=== The records ===
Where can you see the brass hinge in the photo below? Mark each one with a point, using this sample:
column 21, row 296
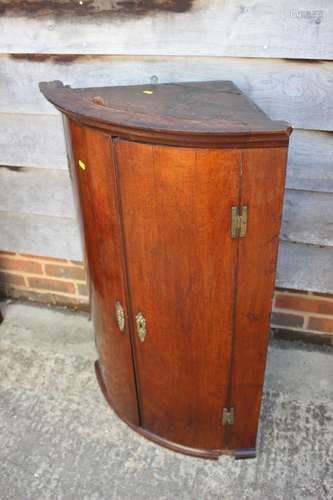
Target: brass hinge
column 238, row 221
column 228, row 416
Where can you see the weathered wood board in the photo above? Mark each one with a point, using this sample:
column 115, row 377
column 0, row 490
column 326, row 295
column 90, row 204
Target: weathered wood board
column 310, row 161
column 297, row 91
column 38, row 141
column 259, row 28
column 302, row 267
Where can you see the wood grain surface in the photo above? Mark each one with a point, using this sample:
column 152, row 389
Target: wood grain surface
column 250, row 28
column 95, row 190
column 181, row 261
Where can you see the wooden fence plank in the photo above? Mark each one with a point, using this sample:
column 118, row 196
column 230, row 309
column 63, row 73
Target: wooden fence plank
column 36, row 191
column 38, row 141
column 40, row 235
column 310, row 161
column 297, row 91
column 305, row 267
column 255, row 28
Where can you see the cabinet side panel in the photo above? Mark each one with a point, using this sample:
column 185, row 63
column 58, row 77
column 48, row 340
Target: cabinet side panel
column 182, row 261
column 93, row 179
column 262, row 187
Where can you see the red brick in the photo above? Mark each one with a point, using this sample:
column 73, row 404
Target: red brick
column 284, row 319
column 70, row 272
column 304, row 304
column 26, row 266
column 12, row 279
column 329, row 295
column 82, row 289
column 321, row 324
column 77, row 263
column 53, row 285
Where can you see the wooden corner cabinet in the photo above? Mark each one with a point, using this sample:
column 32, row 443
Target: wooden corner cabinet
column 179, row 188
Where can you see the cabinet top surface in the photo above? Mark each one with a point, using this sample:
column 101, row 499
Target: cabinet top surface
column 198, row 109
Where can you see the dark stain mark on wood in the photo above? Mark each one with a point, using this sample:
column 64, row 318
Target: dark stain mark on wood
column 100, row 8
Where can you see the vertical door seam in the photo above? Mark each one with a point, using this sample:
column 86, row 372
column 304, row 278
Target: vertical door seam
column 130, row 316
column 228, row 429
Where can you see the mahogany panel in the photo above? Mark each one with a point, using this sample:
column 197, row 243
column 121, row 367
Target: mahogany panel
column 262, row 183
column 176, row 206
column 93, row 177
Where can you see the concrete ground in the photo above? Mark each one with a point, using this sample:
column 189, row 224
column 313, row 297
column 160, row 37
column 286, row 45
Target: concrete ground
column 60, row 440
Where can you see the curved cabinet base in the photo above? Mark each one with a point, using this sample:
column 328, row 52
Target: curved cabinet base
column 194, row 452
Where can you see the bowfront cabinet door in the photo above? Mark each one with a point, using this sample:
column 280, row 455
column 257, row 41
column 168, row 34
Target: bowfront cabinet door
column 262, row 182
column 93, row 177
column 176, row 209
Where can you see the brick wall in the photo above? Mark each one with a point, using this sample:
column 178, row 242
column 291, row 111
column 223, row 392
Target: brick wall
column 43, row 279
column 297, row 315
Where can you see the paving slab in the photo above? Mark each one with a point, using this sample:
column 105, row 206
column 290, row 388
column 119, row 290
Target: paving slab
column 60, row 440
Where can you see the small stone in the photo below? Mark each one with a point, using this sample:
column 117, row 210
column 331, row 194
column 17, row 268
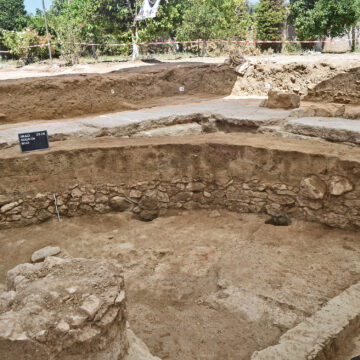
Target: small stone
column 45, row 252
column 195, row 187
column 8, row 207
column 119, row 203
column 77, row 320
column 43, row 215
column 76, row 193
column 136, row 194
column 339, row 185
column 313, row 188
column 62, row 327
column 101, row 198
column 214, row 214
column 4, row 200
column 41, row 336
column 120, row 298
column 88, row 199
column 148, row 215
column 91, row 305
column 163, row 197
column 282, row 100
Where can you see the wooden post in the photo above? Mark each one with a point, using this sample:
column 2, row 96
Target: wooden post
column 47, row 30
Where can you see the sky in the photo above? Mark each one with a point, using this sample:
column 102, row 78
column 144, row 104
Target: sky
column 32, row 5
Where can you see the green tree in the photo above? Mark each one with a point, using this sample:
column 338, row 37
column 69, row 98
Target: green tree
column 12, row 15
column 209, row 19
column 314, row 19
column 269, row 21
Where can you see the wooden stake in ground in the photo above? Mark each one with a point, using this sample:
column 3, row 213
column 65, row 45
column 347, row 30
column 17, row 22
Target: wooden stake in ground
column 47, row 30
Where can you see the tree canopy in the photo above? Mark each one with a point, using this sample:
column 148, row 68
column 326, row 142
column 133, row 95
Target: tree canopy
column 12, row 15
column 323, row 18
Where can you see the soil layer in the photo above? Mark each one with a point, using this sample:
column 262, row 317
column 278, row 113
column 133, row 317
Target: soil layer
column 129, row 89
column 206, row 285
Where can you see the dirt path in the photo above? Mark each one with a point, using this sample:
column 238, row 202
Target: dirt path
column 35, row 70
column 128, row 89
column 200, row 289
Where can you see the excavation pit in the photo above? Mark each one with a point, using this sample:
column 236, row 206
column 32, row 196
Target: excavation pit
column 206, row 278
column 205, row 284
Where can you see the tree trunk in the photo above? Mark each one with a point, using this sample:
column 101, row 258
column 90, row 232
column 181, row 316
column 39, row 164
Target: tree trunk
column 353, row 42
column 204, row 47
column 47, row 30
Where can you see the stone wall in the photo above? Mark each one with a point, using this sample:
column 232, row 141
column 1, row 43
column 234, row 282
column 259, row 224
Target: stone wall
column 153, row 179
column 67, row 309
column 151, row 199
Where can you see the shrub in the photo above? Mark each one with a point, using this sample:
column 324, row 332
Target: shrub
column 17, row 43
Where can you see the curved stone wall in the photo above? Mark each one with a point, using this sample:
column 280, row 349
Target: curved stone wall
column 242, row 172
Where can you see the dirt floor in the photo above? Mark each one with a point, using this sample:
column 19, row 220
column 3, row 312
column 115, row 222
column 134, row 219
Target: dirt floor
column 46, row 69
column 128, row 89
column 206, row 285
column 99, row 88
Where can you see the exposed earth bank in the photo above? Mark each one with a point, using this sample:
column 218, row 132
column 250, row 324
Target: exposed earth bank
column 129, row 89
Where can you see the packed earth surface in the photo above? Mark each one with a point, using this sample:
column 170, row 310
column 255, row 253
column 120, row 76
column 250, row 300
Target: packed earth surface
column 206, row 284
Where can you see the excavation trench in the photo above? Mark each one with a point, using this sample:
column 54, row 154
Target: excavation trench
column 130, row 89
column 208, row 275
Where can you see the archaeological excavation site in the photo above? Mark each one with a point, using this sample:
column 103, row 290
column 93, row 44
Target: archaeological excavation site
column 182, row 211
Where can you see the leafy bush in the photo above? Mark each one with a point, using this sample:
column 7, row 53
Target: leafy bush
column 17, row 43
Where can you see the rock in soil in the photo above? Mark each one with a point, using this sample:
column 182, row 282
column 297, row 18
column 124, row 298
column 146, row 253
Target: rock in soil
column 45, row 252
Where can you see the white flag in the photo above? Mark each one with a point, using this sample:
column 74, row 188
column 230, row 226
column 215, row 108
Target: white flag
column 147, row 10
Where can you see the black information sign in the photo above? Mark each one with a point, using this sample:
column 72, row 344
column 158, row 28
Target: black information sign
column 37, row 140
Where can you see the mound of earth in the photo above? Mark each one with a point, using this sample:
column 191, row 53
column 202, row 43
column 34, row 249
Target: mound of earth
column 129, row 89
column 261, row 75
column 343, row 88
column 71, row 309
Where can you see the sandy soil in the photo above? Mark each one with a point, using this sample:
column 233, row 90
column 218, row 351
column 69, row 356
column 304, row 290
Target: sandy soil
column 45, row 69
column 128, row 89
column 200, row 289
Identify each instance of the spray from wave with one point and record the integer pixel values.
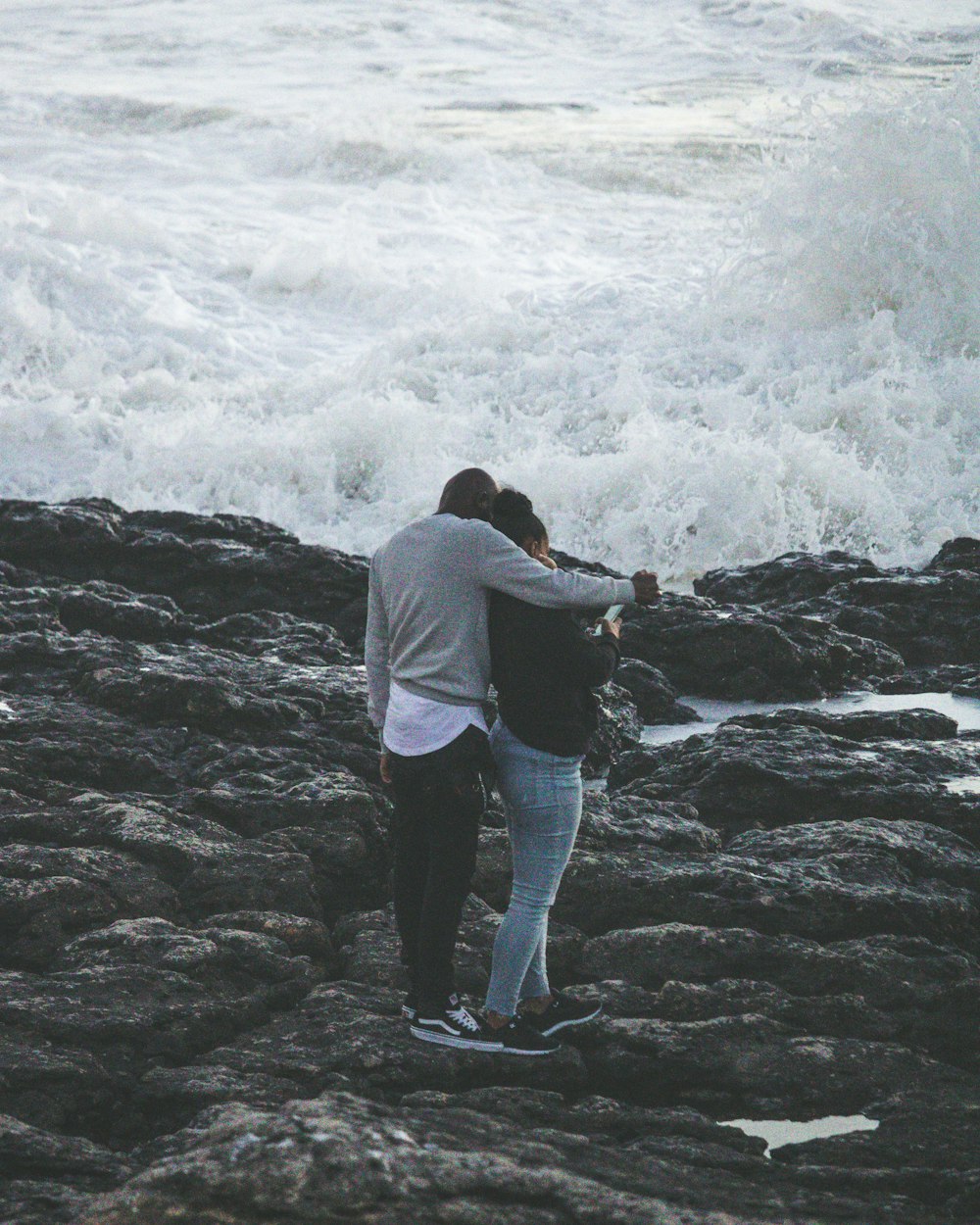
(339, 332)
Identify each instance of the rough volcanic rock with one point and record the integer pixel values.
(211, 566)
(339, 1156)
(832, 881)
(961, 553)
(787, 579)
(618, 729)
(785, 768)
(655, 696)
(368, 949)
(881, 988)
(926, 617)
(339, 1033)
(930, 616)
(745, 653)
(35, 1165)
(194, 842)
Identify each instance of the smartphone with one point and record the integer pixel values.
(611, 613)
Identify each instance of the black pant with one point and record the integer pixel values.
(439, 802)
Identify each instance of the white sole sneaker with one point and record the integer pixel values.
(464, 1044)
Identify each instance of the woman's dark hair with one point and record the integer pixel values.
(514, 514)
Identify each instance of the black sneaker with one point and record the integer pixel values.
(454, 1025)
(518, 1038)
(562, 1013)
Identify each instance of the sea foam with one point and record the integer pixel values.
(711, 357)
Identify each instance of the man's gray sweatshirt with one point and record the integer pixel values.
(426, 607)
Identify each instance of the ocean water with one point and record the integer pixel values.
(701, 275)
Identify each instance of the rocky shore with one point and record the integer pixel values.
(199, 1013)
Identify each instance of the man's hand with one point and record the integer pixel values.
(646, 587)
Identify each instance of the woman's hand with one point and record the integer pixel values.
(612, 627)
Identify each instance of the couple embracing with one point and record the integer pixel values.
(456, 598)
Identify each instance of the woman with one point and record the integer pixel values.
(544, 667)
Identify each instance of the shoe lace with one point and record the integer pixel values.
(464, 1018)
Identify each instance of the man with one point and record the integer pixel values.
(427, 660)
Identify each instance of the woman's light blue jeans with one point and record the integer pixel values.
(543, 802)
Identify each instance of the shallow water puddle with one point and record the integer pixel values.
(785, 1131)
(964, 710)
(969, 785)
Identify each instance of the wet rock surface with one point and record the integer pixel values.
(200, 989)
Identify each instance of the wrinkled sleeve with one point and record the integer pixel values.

=== What you are asked to do ===
Look through the records above and report how many lines hold the word "below", giving only the number.

=== Answer to the problem ===
2